■ **Tasks**:
**1)** In the comment thread, list each commenter name that has a numeric user ID in parentheses after it.
**2)** Continue the comment thread on spell checking and renewal blunders from its last line.

■ **Selected excerpt**:

^^^^

Re:Spellcheck... (0)

lister king of smeg (2481612) | about a year ago | (#42989599)

Are you suggesting that /. Editor commuted the unpardonable sin of using ie!

Re:Spellcheck... (-1)

Anonymous Coward | about a year ago | (#42989703)

Spellcheck...

ITYM Spelling Checker.

Expirty? Vendros? (0, Funny)

Anonymous Coward | about a year ago | (#42988935)

The spell check is strong with this one.

Re:Expirty? Vendros? (0)

egcagrac0 (1410377) | about a year ago | (#42988995)

The spell check is strong with this one.

Apparently not.

Typical. (5, Funny)

berchca (414155) | about a year ago | (#42988963)

Not the first time they've made such blunders:
http://slashdot.org/story/03/11/06/1540257/microsoft-forgets-to-renew-hotmailcouk

If only Redmond had some sort of calendar system to help them remember this stuff.

Re:Typical. (4, Funny)

Stormthirst (66538) | about a year ago | (#42988983)

Does MS not have a credit card its vendor can keep on file?

Re:Typical. (4, Interesting)

Charliemopps (1157495) | about a year ago | (#42989277)

You'd think that, but there's contract stuff. The thing is, you basically need a department in charge of renewing shit like this when you have enterprise level services. We've got a site with millions of hits daily and still manage to let it expire every couple of years. You try the credit card thing, but credit cards expire. You try recurring billing and then you get into a contractual nightmare with the registrar. The registrar isn't going to do you any favors, you might get millions of hits daily, but they still only get $5/year even from google.com so fuck you, figure out the billing yourself.

The only real way to do it effectively is build yourself a database of all the crap you need to renew regularly, then hire someone to renew that stuff. But who are you going to hire? It usually ends up being some assistant that doesn't know a damned thing about tech... and it's still going to cost you $60k a year in pay and bennifits to retain them. That's an expensive way of keeping track of such things... ah, the website admins can remember right?

Re:Typical. (1)

chrism238 (657741) | about a year ago | (#42989603)

"...and it's still going to cost you $60k a year in pay and bennifits to retain them."

Sure, but this incident, alone, has probably generated more than $60K of negative publicity for Azure. Gotta get the basics right first.

^^^^

■ **Data rows**:
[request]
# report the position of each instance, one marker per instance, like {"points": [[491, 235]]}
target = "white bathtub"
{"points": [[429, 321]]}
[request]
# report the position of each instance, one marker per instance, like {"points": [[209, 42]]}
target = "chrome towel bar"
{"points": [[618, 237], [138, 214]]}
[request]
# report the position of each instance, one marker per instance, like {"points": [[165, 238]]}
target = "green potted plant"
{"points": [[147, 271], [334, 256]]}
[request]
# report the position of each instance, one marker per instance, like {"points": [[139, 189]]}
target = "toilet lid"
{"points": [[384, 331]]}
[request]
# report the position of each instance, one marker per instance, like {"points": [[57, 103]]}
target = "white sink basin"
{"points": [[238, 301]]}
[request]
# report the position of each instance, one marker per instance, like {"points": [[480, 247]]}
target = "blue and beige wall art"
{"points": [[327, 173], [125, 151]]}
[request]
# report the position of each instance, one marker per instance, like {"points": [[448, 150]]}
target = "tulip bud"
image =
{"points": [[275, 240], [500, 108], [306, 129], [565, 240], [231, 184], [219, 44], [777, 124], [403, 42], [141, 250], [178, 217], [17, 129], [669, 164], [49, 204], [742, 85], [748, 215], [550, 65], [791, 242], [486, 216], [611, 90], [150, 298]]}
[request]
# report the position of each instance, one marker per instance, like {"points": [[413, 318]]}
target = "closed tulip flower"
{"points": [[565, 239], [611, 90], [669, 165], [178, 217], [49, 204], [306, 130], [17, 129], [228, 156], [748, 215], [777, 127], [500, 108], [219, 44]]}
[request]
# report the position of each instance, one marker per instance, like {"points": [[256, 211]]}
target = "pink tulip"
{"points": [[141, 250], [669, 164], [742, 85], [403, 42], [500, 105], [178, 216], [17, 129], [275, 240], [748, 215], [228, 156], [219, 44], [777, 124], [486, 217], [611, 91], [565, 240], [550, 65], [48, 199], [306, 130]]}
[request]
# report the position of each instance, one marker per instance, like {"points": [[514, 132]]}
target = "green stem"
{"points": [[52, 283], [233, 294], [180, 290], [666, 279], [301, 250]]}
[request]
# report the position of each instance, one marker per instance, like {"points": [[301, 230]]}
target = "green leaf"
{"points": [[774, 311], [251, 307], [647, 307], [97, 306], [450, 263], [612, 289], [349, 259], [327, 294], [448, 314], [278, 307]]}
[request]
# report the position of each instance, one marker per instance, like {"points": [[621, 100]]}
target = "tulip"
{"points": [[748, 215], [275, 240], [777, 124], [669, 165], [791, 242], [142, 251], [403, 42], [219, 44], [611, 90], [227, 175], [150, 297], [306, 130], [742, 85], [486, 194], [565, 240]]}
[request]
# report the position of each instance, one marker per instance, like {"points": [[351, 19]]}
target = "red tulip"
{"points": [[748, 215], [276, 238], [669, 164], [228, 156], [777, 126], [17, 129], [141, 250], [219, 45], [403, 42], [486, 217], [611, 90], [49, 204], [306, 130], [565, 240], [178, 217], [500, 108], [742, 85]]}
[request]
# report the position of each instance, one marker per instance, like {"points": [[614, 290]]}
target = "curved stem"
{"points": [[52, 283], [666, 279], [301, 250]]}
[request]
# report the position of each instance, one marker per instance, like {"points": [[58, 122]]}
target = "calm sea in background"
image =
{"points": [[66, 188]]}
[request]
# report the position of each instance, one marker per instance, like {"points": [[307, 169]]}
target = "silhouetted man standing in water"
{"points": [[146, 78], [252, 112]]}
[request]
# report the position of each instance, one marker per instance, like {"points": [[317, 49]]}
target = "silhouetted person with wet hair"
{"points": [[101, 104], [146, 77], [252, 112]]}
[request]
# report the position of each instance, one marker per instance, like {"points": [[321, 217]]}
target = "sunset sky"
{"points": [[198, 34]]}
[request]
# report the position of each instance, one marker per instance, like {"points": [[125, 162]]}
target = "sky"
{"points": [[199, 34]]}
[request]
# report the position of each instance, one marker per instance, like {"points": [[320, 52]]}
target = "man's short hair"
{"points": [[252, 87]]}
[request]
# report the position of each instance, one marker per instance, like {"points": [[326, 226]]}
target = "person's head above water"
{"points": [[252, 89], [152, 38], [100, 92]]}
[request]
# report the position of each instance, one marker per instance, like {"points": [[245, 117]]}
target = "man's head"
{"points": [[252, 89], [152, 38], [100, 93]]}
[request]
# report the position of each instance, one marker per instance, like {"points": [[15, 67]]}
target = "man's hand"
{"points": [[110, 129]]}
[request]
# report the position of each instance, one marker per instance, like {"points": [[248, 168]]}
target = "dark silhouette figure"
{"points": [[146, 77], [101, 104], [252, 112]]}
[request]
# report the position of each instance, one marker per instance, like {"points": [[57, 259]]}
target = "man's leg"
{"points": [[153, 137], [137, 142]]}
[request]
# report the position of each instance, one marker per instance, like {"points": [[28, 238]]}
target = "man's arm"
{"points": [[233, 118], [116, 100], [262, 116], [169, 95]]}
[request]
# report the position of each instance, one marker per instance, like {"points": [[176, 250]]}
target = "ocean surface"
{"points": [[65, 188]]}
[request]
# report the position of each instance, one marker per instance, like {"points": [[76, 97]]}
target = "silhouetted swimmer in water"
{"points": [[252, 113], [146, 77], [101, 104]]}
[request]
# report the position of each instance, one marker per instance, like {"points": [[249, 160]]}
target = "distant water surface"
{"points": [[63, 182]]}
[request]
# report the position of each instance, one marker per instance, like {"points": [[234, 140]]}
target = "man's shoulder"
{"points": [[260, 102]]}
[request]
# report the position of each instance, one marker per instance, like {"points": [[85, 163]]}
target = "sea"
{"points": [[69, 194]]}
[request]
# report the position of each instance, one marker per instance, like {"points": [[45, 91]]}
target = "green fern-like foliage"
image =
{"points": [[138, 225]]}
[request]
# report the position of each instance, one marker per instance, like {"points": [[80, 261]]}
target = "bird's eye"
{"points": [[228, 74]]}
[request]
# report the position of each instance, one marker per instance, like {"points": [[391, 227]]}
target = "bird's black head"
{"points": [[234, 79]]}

^^^^

■ **Answers by task**:
**1)**
lister king of smeg
egcagrac0
berchca
Stormthirst
Charliemopps
chrism238

**2)**
Re:Typical. (1)

Anonymous Coward | about a year ago | (#42989845)

Just do what we do. When you register anything that can expire you make a meeting request reminder and send it out to every IT guy in the company. While it's still usually one person's job to do the renewal you have a reminder for everyone in case it slips via personnel changes.

Re:Typical. (0)

Anonymous Coward | about a year ago | (#42990205)

It's not about what it costs when it works. It's about the cost when it goes wrong. It may only be worth a couple of bucks to a registrar, but it certainly is worth more to you, isn't it? So get someone on the job and have someone else check that he's doing it.

Re:Typical. (4, Interesting)

hsmith (818216) | about a year ago | (#42988999)

It is almost a year ago to the day Azure was down for a day because no one accounted for leap year for validating certificates, lol. AWS seems to have issues too, but they don't seem to revolve around blatant stupidity and result in an entire day of downtime.

Re:Typical. (4, Insightful)

rtb61 (674572) | about a year ago | (#42989179)

M$ has a history of lack of customer focus hence it will fail ay any industry that demand the highest levels of customer focus. For cloud services to be down for a down is inexcusable and seriously any IT management staff that fails to acknowledge these failures and uses or recommends Azure should be fired. Any down time should be measured in minutes not days, this should be considered catastrophic failure. M$ is far to used to it's EULA's a warranty without a warranty and has become woefully complacent about actually guaranteeing a supply of service, meh, it mostly works it their motto and we'll fix it net time round, for sure this time.

Re:Typical. (0, Redundant)

Anonymous Coward | about a year ago | (#42989751)

M$

You know that makes anyone with half a brain stop taking you seriously right? You managed to make everyone but trolls and freetards stop reading your post with the first 2 characters. Good job.

Re:Typical. (0)

Anonymous Coward | about a year ago | (#42990321)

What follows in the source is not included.